Your task: Write out each line of the listing as it stands, without the images.

Supplied data:
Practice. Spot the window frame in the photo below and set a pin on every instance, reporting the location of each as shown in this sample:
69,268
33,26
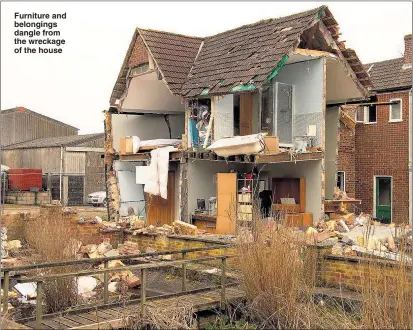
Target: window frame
401,111
367,115
363,111
344,180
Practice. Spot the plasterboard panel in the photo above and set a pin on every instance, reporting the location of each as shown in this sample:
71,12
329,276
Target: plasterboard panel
224,117
146,93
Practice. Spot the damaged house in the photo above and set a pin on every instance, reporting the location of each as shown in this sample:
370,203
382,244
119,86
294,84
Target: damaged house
200,128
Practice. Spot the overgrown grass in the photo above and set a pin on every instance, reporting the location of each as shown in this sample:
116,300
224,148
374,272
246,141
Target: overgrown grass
54,240
279,272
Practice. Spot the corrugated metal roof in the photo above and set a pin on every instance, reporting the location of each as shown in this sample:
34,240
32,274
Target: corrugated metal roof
34,113
65,141
389,74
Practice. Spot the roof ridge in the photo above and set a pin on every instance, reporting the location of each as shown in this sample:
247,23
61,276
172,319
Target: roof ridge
265,20
172,33
15,109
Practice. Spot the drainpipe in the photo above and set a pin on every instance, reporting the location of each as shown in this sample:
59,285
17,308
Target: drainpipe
60,174
410,158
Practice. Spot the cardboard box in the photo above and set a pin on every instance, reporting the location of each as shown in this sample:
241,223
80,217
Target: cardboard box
126,145
271,145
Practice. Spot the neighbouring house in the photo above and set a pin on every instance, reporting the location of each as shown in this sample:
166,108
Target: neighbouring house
249,107
72,165
375,158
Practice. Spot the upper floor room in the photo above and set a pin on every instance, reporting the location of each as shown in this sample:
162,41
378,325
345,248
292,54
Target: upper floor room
275,76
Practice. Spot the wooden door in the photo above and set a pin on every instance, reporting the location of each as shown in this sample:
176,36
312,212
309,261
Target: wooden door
245,114
226,200
383,199
286,188
161,211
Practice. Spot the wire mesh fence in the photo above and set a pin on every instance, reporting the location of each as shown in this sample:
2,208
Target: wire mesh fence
35,188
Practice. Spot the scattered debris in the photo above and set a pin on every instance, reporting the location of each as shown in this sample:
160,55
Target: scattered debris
184,228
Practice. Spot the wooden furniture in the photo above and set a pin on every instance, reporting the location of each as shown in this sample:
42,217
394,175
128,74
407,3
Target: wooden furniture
289,187
245,114
205,221
272,144
299,219
226,203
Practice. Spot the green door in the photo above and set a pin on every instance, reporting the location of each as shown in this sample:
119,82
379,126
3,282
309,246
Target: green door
383,199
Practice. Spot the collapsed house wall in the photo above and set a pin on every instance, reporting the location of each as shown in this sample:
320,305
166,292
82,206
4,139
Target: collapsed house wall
148,94
146,127
308,103
311,172
201,182
387,146
330,154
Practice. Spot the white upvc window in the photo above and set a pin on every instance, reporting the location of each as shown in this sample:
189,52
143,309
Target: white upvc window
370,114
395,114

Solution to this exercise:
Practice. Spot the window frame in the photo below and set a pin on every instance, reporting the location of each as shown in this sample:
69,268
33,26
Target: window frame
401,111
367,115
363,111
344,180
Practice. Spot the plasterboard panel in the photo above and set a pin on every instance, reporting the location of each as shown in this sample:
71,12
329,276
Target: plasterboard panel
224,117
146,93
Practice. Spot the damaged house in the photo above and set a pin on every instance, reporting the location of each as shown in this sample:
370,203
382,244
119,86
294,84
Target: damaged house
200,128
Practice. Spot the overgrown grass in the photo above and set a pin on every instance, reporting the location of each as shown in this sample:
116,300
224,148
374,272
246,141
Target: overgrown grass
54,240
279,272
Practice. Spot the corrugated metal roof in the photo above and set a pin on every instance, reporting the location of each as shown in this sample:
34,240
32,274
Target: corrugated metal roof
34,113
65,141
389,74
Practice. Spot the roof ridge in the photo above and set a pin on every instance, reporting the location of each as shown in this sample:
247,23
61,276
172,319
Target: roof ridge
265,20
172,33
15,109
Practice. Spot the drainpipe in the photo above and set a pin on every instance, reporting the location of each as shown in this sample:
59,285
17,308
Target: drainpipe
60,174
410,158
Practice. Spot the cardboard box in the photo above and set a pin on every instance, reporting the location of each as shown in this sample:
241,223
80,217
Target: cardboard box
126,145
271,145
Practice. Spot the neighbouring house in the photo above and set a pin on every instance, reporting the location of each as shown in this sample:
166,108
Target: neighbouring house
249,107
72,165
375,158
Practice. Spot the upper floor room in the photo above and set a pin on every instance, reporting the location of each as shown in this sample:
162,41
378,325
345,248
292,54
Target: upper floor room
275,76
Practice. Spot the wooden door in the photo above and set a pin on every instance, reporting the location of each as shown in this sample:
176,36
312,212
309,261
Target: wooden door
245,114
226,200
383,199
286,188
161,211
Practice. Spot the wire mesh fence in the photo above and set a pin on every instance, reporting the location of each as shown in this sample:
2,208
Target: wire mesh fence
35,188
Practice. Spot the scattered debris in the photo above and set a pin on every instance, reporting the location of each as shown in this sample:
160,55
Target: scattered debris
184,228
Practice. Spot the wooden furniture in the photo above and set a pin on every instance, reporting the location of each as shown in this sample:
42,217
394,175
128,74
407,3
Target: wooden furniture
289,187
245,114
205,221
272,144
299,219
226,203
Practice. Spot the green door in the photo above and set a pin on every instance, reporting the location of each as shown in this sample:
119,82
379,126
3,282
309,246
Target: green door
383,199
Practice. Spot the collapsed house wall in the photo above and set a pin on every instance, reporting the location of each as shown in this sample:
320,305
166,292
82,206
4,139
Target: collapsed house wall
148,94
146,127
308,103
311,172
201,182
387,146
330,154
Practice. Spot the white upvc window in the photo above and set a pin on every instance, reporting the location of each as shown in this sample:
189,52
143,309
Target: white upvc window
370,114
395,114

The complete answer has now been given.